What to do
Can you reproduce every row below word for word, without changing anything?
Entries provided section start
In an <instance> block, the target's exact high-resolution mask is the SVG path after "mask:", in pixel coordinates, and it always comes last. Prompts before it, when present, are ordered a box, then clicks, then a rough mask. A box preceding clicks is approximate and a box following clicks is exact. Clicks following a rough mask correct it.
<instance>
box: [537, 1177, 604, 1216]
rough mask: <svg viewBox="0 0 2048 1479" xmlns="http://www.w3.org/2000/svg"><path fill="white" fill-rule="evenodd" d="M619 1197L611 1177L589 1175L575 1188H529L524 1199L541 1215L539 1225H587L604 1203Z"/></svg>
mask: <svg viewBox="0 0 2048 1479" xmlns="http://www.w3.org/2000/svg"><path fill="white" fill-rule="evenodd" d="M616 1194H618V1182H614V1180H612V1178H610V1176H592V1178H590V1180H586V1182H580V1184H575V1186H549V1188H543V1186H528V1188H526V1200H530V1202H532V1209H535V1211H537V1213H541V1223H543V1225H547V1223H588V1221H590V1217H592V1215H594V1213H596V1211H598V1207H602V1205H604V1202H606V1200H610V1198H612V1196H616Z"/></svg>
Entries provided section end
Result for this task
In an <instance> block, the target's exact high-resolution mask is the SVG path after "mask:", in pixel coordinates, and it always comes last. Prompts before it, when present, are ordered a box, then clicks, then a rough mask. A box preceding clicks is approximate and a box following clicks is exact. Clicks following a rough mask correct it.
<instance>
box: [537, 1177, 604, 1216]
rough mask: <svg viewBox="0 0 2048 1479" xmlns="http://www.w3.org/2000/svg"><path fill="white" fill-rule="evenodd" d="M619 1197L611 1177L589 1175L575 1188H529L524 1199L541 1215L539 1225H587L604 1203Z"/></svg>
mask: <svg viewBox="0 0 2048 1479" xmlns="http://www.w3.org/2000/svg"><path fill="white" fill-rule="evenodd" d="M616 1194H618V1182H614V1180H612V1178H610V1176H592V1178H590V1180H586V1182H580V1184H575V1186H549V1188H543V1186H528V1188H526V1200H530V1202H532V1209H535V1211H537V1213H541V1223H543V1225H547V1223H588V1221H590V1217H592V1215H594V1213H596V1211H598V1207H602V1205H604V1202H606V1200H610V1198H612V1196H616Z"/></svg>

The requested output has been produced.